Quote every line below exactly and skip any picture.

· · · · ·

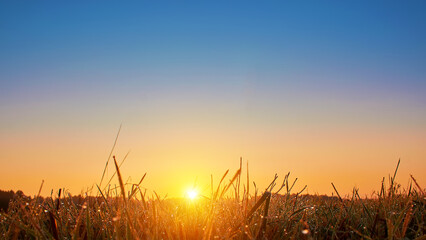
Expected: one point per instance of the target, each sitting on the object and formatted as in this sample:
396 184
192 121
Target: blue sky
247 66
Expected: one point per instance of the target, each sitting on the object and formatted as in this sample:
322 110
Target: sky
331 91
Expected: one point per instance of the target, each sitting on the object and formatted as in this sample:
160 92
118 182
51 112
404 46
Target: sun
191 194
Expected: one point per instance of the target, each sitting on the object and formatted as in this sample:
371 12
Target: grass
231 211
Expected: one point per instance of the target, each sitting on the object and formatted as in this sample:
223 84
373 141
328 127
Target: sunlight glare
192 194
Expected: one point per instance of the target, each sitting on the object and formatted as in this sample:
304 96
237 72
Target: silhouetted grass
230 212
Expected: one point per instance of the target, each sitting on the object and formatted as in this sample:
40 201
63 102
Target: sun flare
191 194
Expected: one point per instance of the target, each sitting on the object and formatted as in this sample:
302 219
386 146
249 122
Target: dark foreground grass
126 212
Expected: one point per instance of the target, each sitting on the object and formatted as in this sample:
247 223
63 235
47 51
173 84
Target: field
278 212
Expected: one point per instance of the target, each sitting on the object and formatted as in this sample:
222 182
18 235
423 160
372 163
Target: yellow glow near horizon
191 194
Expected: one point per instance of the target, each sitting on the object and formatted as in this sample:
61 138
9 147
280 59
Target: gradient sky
331 91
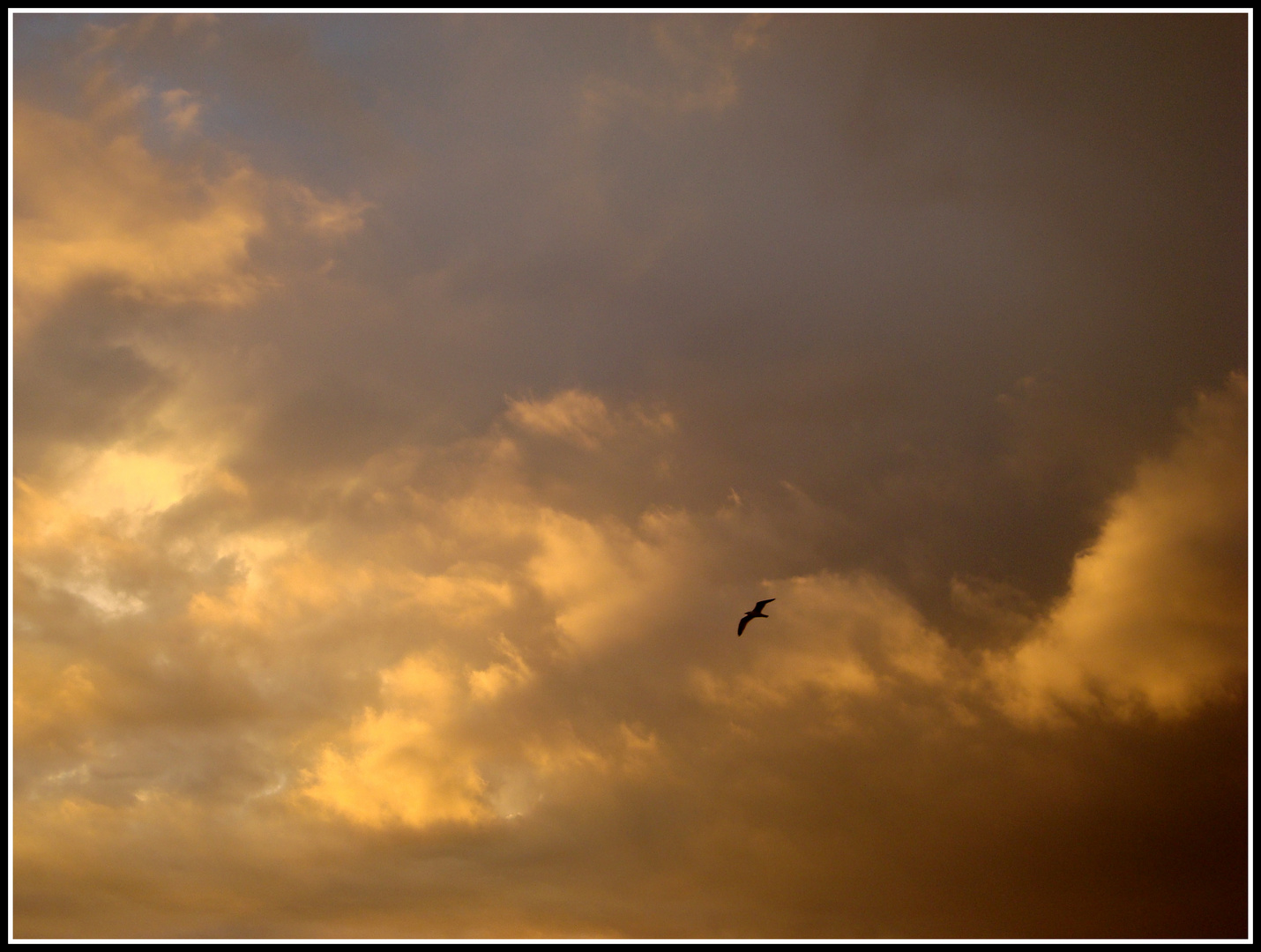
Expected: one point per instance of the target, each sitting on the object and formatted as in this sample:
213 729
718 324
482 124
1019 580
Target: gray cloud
400 433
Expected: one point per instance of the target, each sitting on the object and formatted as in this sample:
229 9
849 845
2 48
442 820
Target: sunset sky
407 407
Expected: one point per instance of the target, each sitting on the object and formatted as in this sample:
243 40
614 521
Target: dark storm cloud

· · · · ·

Written answer =>
Expected: one point per instance of the target, each sitting on the object and formatted as in this sample:
396 184
192 121
Target: blue sky
247 66
Expected: one point per instance of the target, each sitting on the object and formatted as in this sample:
322 110
Target: sky
331 91
Expected: one point per instance of the target, each sitting on the object and formatted as in this sample:
160 92
118 182
51 112
404 46
Target: sun
191 194
Expected: one point per instance of the target, each sitting on the object and formatted as in this sample:
371 12
Target: grass
231 211
Expected: one point per instance of the target, each sitting on the object and formatted as in this sample:
223 84
373 141
328 127
Target: sunlight glare
192 194
Expected: one point per instance of the target, each sitting on the object and formatted as in this sample:
304 96
237 72
Target: silhouetted grass
230 212
Expected: one point per instance of the target, each sitting on the object and formatted as in this sample:
40 201
63 102
Target: sun flare
191 194
Expected: one point per instance of the target, each sitting on the object and formatted as in this sample:
302 219
386 146
249 122
Target: dark foreground grass
126 212
Expected: one point per instance of the target, each sitting on the object and formatted as in this sample:
247 223
63 235
47 51
173 84
Target: field
278 212
Expected: one point per instance of the target, each sitting on the object and formatted as in this sample:
222 182
18 235
423 160
372 163
Target: yellow glow near horizon
191 194
Expected: one point per instance of the target, each sitting on the object and formatted as in this sample:
61 138
9 147
280 59
Target: gradient sky
331 91
Expected: one point per instance of the target, each sitting on the object and formatted as in this sample:
213 729
718 324
482 124
1019 580
Target: gray cloud
400 433
Expected: one point per instance of the target, each sitting on the object and formatted as in this sample:
229 9
849 845
2 48
442 820
Target: sunset sky
407 407
Expected: one point per instance of the target, each sitting on the object and formatted as in this sample:
243 40
614 521
Target: dark storm cloud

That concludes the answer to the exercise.